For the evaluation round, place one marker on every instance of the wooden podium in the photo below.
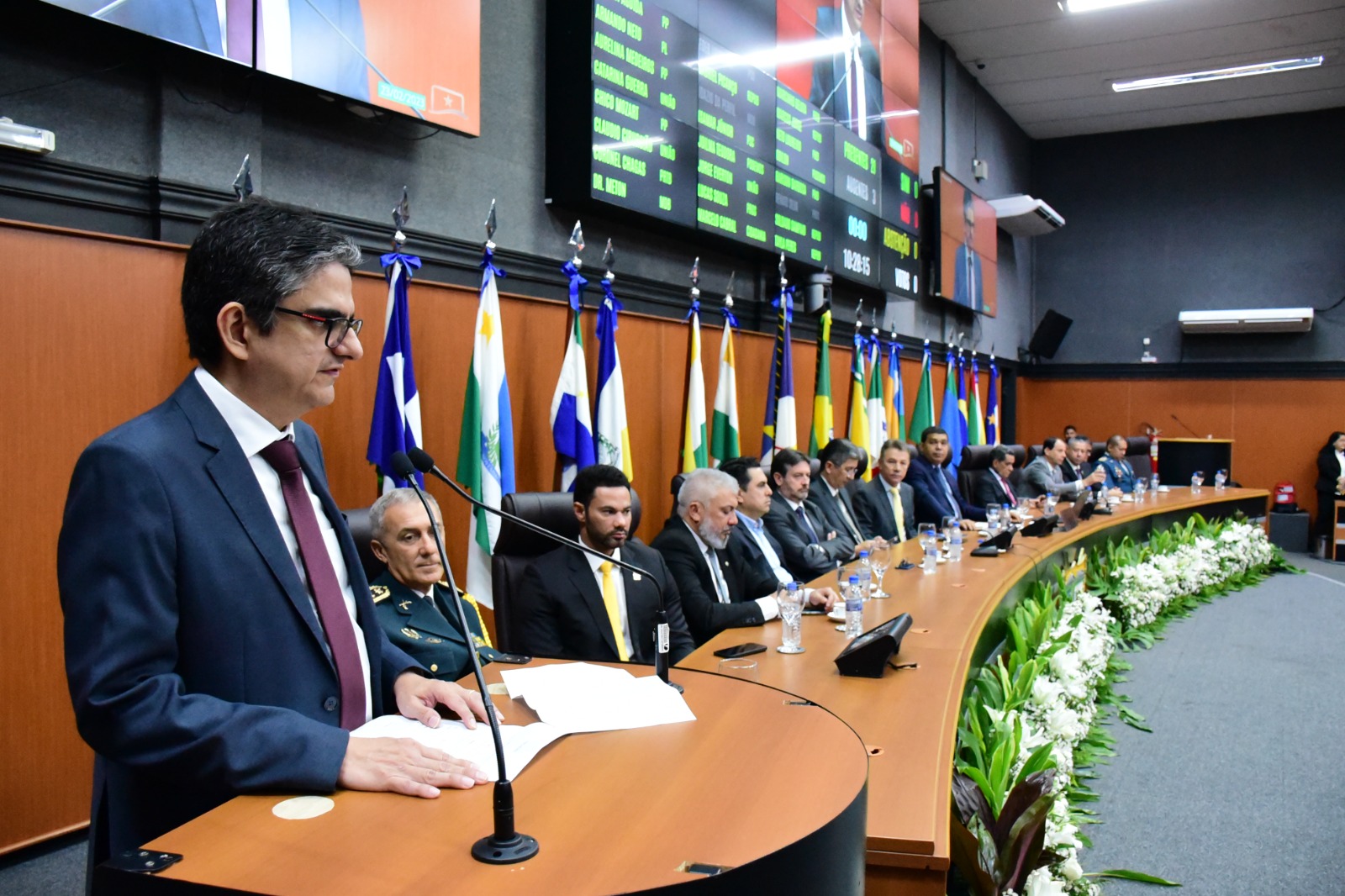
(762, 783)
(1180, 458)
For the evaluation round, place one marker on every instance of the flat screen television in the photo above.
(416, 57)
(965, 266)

• • •

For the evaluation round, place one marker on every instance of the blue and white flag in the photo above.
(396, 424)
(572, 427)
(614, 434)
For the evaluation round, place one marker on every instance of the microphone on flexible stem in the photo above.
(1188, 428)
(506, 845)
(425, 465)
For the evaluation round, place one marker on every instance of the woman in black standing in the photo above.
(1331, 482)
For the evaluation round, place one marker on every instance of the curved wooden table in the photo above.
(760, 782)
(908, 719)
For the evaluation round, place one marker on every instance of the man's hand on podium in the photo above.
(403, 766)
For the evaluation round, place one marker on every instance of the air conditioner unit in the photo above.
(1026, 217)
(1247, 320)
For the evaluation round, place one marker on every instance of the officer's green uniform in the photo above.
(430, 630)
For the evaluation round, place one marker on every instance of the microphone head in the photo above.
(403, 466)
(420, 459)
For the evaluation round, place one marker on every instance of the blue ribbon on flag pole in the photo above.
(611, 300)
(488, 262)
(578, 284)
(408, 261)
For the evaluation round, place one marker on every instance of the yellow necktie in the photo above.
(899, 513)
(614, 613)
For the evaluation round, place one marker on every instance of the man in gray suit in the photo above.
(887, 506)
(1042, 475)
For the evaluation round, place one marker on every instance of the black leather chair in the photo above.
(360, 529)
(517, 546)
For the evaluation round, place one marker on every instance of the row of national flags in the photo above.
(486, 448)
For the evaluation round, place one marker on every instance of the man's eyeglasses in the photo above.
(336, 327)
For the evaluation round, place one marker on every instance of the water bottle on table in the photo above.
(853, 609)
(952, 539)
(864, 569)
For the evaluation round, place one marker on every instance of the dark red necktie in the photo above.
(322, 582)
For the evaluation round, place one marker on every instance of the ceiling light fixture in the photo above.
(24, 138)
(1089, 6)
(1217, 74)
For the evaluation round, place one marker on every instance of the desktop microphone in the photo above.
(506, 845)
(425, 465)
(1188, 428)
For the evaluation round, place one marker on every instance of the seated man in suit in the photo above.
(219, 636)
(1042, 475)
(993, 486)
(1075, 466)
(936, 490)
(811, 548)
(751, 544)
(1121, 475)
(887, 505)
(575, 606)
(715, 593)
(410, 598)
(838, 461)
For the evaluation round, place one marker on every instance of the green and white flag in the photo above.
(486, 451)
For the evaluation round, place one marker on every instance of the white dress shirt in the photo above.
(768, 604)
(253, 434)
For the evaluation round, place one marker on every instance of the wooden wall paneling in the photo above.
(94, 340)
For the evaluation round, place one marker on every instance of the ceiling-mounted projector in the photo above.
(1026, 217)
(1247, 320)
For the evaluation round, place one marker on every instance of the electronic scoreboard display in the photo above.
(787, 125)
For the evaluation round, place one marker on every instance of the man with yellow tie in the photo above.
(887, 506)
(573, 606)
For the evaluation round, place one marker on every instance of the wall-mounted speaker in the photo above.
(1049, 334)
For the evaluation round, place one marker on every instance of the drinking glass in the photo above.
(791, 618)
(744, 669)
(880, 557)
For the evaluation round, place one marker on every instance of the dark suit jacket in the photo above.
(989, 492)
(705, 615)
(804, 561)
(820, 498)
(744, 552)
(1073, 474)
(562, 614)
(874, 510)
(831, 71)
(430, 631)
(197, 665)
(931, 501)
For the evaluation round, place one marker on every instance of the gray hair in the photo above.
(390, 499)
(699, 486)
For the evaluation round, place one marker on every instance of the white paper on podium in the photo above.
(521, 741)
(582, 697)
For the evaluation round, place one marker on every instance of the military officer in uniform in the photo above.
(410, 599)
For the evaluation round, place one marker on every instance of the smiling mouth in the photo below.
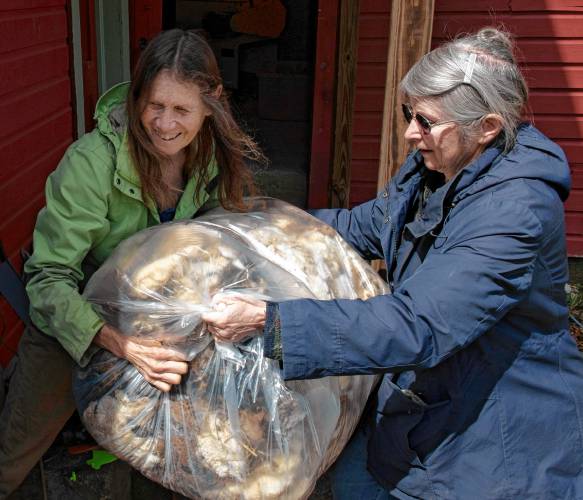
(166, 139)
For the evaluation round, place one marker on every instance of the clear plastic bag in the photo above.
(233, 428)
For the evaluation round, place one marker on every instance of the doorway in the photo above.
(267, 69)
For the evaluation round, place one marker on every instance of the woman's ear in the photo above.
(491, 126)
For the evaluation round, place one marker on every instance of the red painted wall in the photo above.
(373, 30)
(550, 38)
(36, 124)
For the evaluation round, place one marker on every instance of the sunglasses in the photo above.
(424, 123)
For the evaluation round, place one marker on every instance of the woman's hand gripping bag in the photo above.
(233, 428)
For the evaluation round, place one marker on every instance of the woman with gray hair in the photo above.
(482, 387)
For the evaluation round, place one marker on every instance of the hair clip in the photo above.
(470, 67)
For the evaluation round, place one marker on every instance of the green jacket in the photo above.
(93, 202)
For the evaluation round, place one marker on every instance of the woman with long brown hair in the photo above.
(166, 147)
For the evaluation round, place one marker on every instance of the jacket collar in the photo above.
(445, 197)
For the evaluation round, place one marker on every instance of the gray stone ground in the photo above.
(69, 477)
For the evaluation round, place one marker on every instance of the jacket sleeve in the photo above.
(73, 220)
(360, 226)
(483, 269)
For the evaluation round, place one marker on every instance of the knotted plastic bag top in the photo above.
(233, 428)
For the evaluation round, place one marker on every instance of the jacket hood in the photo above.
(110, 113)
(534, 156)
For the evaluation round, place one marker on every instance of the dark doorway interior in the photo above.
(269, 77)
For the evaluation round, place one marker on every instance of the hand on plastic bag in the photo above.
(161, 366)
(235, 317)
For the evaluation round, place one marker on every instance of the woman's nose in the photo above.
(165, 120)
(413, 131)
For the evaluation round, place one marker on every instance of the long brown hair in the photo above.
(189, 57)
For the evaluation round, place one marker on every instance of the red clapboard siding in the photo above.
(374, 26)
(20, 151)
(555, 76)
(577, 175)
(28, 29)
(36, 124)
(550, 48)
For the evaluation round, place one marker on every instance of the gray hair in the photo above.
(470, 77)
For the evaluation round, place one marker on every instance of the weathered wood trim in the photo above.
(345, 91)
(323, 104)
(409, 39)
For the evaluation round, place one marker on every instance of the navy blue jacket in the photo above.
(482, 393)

• • •

AIM =>
Count the lines in the rows above that contain the string "black", treating case as significant. Reply with the number alone.

EXERCISE RESPONSE =>
2